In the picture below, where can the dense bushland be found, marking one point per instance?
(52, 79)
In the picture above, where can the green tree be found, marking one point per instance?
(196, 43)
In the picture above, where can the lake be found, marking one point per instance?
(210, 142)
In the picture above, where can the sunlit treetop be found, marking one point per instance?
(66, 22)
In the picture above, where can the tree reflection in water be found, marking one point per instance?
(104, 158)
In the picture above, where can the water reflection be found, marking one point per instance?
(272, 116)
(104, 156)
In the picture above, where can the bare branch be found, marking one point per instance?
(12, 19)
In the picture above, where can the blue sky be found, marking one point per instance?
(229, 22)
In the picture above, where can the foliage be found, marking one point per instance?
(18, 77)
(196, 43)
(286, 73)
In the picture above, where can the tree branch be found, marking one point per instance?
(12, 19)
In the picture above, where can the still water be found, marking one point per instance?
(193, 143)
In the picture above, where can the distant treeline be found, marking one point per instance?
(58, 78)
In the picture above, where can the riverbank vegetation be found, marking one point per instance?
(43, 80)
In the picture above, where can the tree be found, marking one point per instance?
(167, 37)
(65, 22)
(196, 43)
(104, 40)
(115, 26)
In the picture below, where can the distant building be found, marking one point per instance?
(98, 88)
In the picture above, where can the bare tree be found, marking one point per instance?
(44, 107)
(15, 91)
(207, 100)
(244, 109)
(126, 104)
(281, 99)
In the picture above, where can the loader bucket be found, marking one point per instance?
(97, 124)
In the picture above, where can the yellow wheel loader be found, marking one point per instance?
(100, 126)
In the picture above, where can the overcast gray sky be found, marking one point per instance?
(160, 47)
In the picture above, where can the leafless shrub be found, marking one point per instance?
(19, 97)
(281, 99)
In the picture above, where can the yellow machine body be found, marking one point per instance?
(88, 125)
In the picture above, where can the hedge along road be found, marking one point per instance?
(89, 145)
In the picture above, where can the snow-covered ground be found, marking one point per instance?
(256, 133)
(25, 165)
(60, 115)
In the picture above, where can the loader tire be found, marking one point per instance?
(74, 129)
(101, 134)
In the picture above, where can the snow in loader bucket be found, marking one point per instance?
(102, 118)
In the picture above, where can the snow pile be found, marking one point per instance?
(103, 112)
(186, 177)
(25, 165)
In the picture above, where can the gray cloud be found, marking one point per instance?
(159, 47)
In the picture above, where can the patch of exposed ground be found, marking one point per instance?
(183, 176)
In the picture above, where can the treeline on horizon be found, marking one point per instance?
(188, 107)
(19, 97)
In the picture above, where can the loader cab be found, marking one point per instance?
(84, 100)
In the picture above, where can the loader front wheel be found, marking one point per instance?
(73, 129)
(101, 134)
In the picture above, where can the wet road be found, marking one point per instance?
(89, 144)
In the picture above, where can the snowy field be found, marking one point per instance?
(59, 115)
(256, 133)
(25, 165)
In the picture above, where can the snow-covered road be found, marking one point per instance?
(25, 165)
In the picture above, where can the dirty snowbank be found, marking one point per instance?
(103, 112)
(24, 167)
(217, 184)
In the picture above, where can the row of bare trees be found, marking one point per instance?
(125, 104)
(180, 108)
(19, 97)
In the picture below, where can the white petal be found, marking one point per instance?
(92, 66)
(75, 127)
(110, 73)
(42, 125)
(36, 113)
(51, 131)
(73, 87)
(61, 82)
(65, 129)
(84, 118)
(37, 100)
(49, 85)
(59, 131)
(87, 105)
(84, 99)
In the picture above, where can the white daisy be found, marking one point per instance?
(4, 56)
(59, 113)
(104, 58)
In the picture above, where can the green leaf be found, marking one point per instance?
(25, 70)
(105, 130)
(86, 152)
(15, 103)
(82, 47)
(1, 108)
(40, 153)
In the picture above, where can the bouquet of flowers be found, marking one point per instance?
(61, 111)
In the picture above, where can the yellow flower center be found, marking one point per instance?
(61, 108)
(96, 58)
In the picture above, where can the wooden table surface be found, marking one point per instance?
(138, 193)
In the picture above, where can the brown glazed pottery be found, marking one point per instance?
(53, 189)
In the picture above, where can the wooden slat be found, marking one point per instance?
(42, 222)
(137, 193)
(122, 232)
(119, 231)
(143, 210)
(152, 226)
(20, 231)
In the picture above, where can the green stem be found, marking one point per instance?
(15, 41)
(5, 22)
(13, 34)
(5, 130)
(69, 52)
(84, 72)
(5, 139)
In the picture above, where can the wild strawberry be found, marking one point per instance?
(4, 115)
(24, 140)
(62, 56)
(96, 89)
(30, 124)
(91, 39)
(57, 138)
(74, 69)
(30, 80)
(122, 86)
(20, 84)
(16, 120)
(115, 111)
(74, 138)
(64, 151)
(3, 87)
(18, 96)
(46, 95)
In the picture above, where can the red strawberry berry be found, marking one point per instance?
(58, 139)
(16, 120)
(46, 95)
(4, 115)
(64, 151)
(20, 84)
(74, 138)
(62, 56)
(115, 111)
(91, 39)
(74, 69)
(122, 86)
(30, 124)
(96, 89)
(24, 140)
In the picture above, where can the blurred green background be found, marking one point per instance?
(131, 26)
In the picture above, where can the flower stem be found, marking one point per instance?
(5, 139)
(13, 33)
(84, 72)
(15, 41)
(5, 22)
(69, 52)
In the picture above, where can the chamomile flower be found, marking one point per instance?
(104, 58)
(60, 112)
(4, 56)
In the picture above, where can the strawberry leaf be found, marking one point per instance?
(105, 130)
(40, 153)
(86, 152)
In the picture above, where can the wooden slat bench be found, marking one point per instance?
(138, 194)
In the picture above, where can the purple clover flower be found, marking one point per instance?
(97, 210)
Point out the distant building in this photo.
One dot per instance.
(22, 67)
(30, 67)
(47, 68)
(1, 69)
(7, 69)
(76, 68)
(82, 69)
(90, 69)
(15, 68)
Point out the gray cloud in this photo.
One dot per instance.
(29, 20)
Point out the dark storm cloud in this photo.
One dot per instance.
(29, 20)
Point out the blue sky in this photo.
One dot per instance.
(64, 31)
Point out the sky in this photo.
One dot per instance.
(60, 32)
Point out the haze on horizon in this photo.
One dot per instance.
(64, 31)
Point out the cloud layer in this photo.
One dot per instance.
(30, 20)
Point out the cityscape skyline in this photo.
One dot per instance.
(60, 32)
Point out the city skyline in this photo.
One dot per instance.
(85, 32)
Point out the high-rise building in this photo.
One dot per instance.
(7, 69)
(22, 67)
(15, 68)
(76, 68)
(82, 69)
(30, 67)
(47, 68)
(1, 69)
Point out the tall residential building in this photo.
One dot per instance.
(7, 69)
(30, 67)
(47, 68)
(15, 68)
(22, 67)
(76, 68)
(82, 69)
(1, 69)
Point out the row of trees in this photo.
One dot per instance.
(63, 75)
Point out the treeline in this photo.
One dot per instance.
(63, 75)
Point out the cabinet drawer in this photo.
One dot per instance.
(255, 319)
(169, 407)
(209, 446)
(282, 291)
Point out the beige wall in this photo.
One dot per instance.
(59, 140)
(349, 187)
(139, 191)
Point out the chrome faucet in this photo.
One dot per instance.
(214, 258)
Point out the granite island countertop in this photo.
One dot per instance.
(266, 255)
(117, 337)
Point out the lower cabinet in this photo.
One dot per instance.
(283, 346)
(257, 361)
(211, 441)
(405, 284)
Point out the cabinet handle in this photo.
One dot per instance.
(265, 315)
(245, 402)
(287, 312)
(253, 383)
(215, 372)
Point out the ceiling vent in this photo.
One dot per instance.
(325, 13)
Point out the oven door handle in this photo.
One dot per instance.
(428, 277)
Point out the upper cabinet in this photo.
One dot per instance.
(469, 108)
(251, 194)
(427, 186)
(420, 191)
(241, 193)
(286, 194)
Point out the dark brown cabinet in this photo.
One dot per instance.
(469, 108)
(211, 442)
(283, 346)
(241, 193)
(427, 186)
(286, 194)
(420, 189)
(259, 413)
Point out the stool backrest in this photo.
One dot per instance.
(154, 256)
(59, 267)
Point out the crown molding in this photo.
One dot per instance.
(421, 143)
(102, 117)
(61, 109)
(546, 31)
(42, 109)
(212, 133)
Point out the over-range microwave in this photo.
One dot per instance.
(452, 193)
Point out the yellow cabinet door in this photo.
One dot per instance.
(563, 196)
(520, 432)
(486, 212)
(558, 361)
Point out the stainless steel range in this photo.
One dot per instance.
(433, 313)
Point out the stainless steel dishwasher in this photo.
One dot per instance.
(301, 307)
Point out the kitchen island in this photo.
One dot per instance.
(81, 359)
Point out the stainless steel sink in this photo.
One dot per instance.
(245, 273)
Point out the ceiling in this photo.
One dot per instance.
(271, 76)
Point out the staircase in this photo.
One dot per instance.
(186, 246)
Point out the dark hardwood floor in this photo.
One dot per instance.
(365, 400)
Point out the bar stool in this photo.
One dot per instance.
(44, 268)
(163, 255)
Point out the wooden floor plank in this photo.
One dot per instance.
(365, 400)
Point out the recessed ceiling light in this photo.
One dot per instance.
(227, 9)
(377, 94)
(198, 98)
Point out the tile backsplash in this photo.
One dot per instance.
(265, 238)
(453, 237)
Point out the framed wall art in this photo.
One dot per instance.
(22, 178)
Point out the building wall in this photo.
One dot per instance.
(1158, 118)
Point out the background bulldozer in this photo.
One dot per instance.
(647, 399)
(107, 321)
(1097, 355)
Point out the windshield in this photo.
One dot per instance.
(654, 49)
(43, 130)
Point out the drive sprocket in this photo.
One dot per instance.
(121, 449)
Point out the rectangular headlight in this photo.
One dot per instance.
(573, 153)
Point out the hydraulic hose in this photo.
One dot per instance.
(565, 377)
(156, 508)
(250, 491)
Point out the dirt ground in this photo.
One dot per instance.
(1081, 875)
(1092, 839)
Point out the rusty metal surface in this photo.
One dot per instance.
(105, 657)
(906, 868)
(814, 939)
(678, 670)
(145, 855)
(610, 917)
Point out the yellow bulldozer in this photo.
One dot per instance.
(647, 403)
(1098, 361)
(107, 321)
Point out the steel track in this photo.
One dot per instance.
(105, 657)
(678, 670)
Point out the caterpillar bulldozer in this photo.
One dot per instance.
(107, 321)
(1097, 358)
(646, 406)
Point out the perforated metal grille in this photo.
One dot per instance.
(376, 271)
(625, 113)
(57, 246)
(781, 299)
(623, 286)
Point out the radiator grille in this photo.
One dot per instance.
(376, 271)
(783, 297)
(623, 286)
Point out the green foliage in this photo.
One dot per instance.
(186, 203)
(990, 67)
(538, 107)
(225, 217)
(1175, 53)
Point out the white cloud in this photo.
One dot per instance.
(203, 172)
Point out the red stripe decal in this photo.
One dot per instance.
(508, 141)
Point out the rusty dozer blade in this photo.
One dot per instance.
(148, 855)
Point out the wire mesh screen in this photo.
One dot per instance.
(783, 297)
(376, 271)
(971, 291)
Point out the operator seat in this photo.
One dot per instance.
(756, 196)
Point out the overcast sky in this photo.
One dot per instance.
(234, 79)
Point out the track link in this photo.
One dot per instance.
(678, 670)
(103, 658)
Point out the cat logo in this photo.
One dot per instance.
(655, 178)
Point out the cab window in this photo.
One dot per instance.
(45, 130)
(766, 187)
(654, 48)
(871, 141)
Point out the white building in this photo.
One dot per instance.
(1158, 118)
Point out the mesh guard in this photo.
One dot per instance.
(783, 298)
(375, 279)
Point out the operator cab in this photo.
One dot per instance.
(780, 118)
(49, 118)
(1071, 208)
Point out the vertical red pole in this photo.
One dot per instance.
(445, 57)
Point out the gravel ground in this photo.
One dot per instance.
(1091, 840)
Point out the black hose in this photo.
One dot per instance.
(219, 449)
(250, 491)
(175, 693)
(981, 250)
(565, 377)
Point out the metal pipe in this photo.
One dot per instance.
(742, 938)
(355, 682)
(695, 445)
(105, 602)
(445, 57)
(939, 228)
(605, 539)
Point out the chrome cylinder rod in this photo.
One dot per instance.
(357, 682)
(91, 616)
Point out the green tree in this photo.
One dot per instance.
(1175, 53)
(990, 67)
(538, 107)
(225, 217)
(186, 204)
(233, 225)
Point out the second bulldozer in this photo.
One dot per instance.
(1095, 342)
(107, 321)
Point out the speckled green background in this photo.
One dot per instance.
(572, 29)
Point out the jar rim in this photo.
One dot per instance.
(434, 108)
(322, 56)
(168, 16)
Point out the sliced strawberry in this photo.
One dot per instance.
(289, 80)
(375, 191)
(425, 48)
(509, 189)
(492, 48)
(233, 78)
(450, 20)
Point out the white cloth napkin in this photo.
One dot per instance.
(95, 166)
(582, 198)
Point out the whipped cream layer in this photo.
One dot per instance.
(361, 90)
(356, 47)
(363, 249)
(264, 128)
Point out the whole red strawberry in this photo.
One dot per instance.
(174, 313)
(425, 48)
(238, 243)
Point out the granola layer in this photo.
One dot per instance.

⁂

▶ [EXERCISE]
Copy out word for word everything in the entries above, starting at the line that contains "Point out the cab window in this photo." and running through the final line of the entries.

▶ [THE RESPONSE]
Point out the cab window in this photo.
One dot per instance.
(45, 130)
(766, 187)
(654, 48)
(871, 141)
Point out the white building in this photo.
One dot per instance.
(1158, 118)
Point out the mesh guard in this photo.
One dot per instance.
(783, 298)
(375, 279)
Point out the operator cab in this photo.
One dot per instance.
(780, 118)
(49, 118)
(1071, 208)
Point out the vertical red pole in this photo.
One dot per instance.
(445, 57)
Point out the gravel ground in this photo.
One dot per instance.
(1091, 840)
Point out the black hose in this photo.
One dot per instance.
(219, 449)
(250, 491)
(175, 693)
(981, 250)
(565, 377)
Point out the metal pipe in this photo.
One dot per instance.
(742, 938)
(355, 682)
(695, 445)
(105, 602)
(445, 57)
(939, 228)
(605, 539)
Point out the chrome cylinder rod in this photo.
One dot per instance.
(357, 682)
(91, 616)
Point out the green tree in this photo.
One dot per instance.
(1175, 53)
(990, 67)
(538, 107)
(225, 217)
(186, 204)
(233, 225)
Point out the second bulldozer in this photo.
One dot per instance.
(1095, 342)
(107, 321)
Point out the speckled green background in this photo.
One dot per instance.
(572, 29)
Point out the jar rim in this photo.
One dot per instance.
(434, 108)
(322, 56)
(168, 16)
Point out the sliced strawberry in this photo.
One dot per instance.
(289, 80)
(375, 191)
(425, 48)
(509, 189)
(492, 48)
(233, 78)
(450, 20)
Point out the white cloth napkin in this photo.
One dot per instance.
(95, 166)
(582, 198)
Point out the whipped cream layer in this photo.
One dot per instance.
(361, 90)
(356, 47)
(363, 249)
(264, 128)
Point out the whole red strawberry in this photo.
One dot per instance.
(174, 313)
(425, 48)
(238, 243)
Point out the granola layer in this photo.
One dot per instance.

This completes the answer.